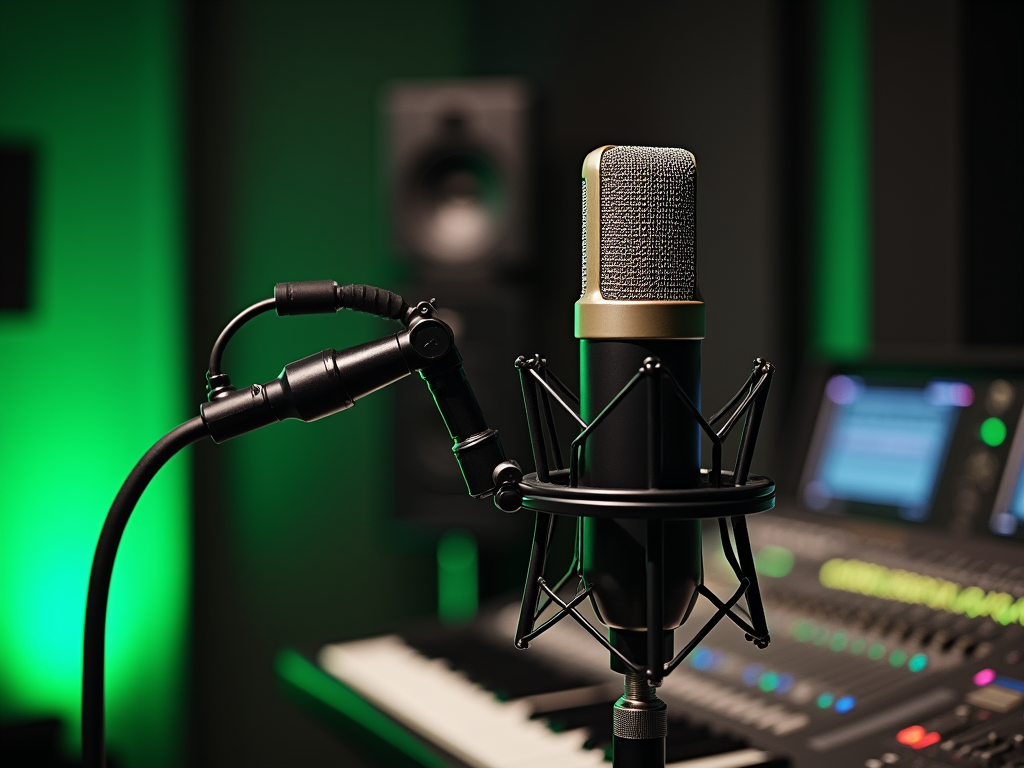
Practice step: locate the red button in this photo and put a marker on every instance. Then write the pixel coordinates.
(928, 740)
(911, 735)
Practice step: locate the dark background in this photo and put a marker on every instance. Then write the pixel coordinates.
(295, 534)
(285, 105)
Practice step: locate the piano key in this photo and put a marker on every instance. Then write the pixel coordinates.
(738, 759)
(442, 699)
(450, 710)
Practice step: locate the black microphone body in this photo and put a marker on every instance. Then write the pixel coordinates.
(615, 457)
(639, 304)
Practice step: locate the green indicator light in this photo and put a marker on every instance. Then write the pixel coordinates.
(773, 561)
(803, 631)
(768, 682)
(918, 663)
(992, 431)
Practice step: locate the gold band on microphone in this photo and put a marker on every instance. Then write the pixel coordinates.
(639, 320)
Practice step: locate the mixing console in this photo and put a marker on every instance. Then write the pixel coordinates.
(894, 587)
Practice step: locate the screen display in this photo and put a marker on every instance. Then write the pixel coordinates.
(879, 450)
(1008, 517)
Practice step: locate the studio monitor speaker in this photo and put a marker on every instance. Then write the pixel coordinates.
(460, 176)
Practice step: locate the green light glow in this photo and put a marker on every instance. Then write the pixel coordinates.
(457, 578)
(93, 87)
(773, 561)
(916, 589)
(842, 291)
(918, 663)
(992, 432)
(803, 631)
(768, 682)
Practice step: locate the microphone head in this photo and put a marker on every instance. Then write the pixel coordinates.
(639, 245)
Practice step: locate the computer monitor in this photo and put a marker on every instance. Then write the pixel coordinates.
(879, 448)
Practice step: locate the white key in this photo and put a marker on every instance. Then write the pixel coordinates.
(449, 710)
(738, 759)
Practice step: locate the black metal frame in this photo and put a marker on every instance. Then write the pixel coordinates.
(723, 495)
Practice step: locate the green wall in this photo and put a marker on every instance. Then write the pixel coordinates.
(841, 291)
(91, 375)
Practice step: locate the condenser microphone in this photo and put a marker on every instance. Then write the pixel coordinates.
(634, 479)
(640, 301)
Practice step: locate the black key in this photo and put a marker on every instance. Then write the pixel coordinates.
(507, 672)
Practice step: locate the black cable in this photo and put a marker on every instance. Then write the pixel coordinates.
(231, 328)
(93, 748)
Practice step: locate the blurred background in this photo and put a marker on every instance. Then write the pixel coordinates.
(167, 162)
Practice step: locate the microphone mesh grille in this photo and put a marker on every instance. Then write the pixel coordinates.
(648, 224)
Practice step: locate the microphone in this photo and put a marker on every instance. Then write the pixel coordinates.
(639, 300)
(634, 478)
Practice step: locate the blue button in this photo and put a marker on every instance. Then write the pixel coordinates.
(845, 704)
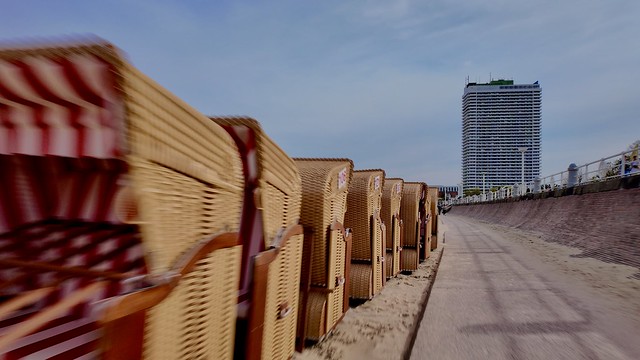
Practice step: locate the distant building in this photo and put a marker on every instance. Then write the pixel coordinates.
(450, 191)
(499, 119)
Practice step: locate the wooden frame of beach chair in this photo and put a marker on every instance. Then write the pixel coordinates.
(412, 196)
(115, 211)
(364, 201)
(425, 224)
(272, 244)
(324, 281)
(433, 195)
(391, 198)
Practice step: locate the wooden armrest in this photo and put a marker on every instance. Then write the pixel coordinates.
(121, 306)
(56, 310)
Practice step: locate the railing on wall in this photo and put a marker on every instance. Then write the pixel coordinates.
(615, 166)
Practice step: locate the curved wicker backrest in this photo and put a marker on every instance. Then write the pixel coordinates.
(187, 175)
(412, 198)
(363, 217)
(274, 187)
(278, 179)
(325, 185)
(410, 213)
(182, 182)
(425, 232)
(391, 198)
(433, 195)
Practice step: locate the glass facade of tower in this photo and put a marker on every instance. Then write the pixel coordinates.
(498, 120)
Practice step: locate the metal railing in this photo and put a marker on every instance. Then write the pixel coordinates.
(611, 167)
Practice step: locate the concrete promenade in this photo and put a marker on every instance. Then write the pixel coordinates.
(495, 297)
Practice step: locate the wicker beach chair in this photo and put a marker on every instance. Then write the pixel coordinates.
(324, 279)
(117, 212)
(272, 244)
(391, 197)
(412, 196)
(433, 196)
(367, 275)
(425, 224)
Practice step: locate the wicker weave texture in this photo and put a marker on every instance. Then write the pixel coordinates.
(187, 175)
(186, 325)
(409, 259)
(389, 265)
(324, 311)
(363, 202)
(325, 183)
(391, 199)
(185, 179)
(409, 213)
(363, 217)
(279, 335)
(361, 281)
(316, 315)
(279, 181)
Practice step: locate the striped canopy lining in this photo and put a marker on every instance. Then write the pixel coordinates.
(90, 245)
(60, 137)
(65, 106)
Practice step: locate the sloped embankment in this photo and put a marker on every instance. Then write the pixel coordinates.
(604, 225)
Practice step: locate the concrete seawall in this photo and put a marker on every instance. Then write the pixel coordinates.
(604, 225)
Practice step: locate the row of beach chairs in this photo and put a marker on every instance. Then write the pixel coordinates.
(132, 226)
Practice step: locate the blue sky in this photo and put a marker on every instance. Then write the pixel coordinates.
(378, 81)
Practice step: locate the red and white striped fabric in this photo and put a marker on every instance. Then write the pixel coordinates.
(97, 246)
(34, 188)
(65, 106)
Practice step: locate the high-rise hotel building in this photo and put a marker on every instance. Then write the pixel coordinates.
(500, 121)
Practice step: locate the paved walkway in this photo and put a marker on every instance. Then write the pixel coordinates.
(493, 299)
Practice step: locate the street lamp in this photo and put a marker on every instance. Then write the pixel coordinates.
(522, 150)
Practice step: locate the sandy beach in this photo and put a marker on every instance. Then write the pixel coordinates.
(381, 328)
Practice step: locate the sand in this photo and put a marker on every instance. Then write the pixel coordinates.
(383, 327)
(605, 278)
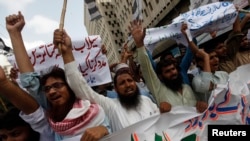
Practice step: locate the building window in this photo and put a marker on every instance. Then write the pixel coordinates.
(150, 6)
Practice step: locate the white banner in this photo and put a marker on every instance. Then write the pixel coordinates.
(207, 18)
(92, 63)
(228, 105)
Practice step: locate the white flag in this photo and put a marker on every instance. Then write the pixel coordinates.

==========

- Your objective
Please copy out every row above word for word, leaving the pictures out of your answer.

- The response
Practice step: locate the red button in this photo and put a marker on every instance. Then write the pixel coordinates.
(928, 740)
(911, 735)
Practice step: locate the dark background in this photo and put a marker on every instance. Then write the pixel coordinates.
(295, 534)
(285, 105)
Practice step: locate the piano key in this photo and put a marker on every instance. Then write the pixel coordinates.
(738, 759)
(442, 699)
(450, 710)
Practice step: locate the black microphone body in this photo and put a marker on every instance. Then write the pixel coordinates.
(615, 457)
(639, 304)
Practice step: locate the green indicator light in this photo and put a marker on every instance. Then write the pixel coordinates.
(773, 561)
(803, 631)
(768, 682)
(918, 663)
(992, 431)
Practice step: locate the gold band on microphone in this photo and put a marker on every instance. Then write the pixel coordinates.
(639, 320)
Practice step: locate the mixing console in this photo and put a marker on every instance. Then write the pixel coordinates.
(894, 587)
Practice step: locate the screen display in this photo and put a marker on every instance. Then write the pixel coordinates.
(879, 450)
(1008, 517)
Practice step: locate the studio monitor speaker in this photo and put a marker on every instance. Then write the pixel coordinates.
(460, 176)
Practice step: locate the green light glow in this photo and put a marker on every instance. Then write the pixel coordinates.
(457, 578)
(93, 87)
(773, 561)
(916, 589)
(842, 291)
(918, 663)
(992, 432)
(803, 631)
(768, 682)
Practice step: locate the microphone head in this photo and put a marker on every instance. Then write the pixel coordinates.
(639, 245)
Practice step: locate the computer monitor in this photo and put a marker on every instance. Then write the pixel coordinates.
(879, 448)
Practice step: locate the white key in this photo and put a marker on every instance. Then write the pixel coordinates.
(449, 710)
(738, 759)
Practice step: locate the black metal frame in this photo and put a marker on every instance. Then write the pixel coordinates.
(723, 495)
Practice step: locate the green wall in this photo and put a marker on every instance. Then write the pixel coordinates.
(841, 291)
(91, 375)
Practice step: locate the condenser microphone in this photo and put a marker on every instance. Then write the pixel coordinates.
(634, 479)
(640, 301)
Practice step: locate the black key in this photo and put a marker on every instance. Then write the pixel coordinates.
(507, 672)
Practice step: locate the black cable in this photo and put a marker on every instance. Then write the pixel coordinates.
(231, 328)
(93, 748)
Practice step: locate the blurred background in this photo and put a marker on every instance. Then write the pixel coordinates.
(167, 162)
Practice step: locate the microphone mesh grille in this photo and put a marker on every instance. Then write the pixel coordinates.
(648, 224)
Practice step: locate the microphone in this photo and put a marker on every instance. Then write the pixel coordinates.
(639, 300)
(634, 478)
Practice step: locate the blue button in this photo and put a marker on every instance. Then write the pixel coordinates.
(845, 704)
Practice step: locate the distant building in this photo and put a marker on every instance. Then write the pixel coordinates.
(450, 191)
(499, 119)
Practice step: locate the wooden frame of beach chair in this photo and put a marker on every instance. Then write the pixel coordinates.
(412, 196)
(115, 211)
(364, 201)
(425, 224)
(272, 244)
(324, 281)
(433, 195)
(391, 198)
Practice step: locate the wooden armrest in this photo and put a marker on every instance. Then write the pixel coordinates.
(121, 306)
(56, 310)
Practice step: locate the railing on wall in this photo and put a marker on every instance. Then write the pixel coordinates.
(615, 166)
Practice step: locate the curved wicker backrest in this photo and put a marker on every instance. Then write the pixel coordinates.
(187, 175)
(412, 198)
(363, 217)
(274, 187)
(278, 179)
(325, 185)
(410, 213)
(182, 182)
(425, 232)
(391, 198)
(433, 195)
Practice step: locate the glass facade of tower in this photo and put a marker on every instance. Then write the pixel coordinates.
(498, 120)
Practice step: locate the metal railing in this photo and put a marker on every instance. Then write the pixel coordinates.
(611, 167)
Practice step: locate the concrete promenade in this photo and put a marker on every instance. Then write the pixel coordinates.
(495, 297)
Practice step: locate the wicker beach chair in this photo and put a marker on every instance. Then write the pixel coordinates.
(324, 279)
(117, 212)
(272, 244)
(391, 197)
(412, 196)
(433, 196)
(367, 275)
(425, 224)
Practice step: locate the wicker weave texture in this photo and put a marker on every instance. Then write the pixel coordinates.
(187, 175)
(186, 325)
(409, 259)
(389, 265)
(324, 311)
(363, 202)
(325, 183)
(391, 199)
(185, 179)
(409, 213)
(363, 217)
(279, 335)
(361, 281)
(316, 315)
(279, 181)
Practice step: locate the striped canopy lining in this photo and put a marker on every instance. Then write the pixel coordinates.
(90, 245)
(60, 137)
(65, 106)
Practice step: locate the sloped embankment in this photo and put a marker on every instance. Then write the pixel coordinates.
(604, 225)
Practice step: locate the concrete seawall in this photo and put a marker on every instance. Then write the pixel coordinates.
(604, 225)
Practice step: locate the row of beach chairs in this photo and put a marker on every instance. Then write the pixel coordinates.
(132, 226)
Practice step: locate the blue sky in this photo and put a marker on every instance. Then write the pixel coordinates.
(378, 81)
Practice step: locate the red and white striped fabric in this photo and put a marker on every instance. Then write the pixel coordinates.
(97, 246)
(34, 188)
(65, 106)
Practice step: locate the high-rise hotel building in this photo and put a marker on every instance. Then write the pixel coordinates.
(500, 121)
Practice step: locate the paved walkway in this photo and put a marker on every instance. Then write the pixel coordinates.
(493, 299)
Practice step: locate the street lamp in this photo and put a marker on every instance. Then write the pixel coordinates.
(522, 150)
Practice step: locate the sandy beach in this photo and put a marker on every instance. Then write the pixel coordinates.
(381, 328)
Practice step: locate the sand in this photo and put a marker on every instance. Then write the pixel coordinates.
(383, 327)
(605, 278)
Practice step: locate the building window in this photo and put a marker on every instance. Then write the pixel coordinates.
(150, 6)
Practice step: locate the white banner in this photo and put a marker on every instance. Then write the pixel coordinates.
(207, 18)
(92, 63)
(228, 105)
Practice step: locate the white flag in this photo and put a marker on every instance. Then write the pixel coordinates.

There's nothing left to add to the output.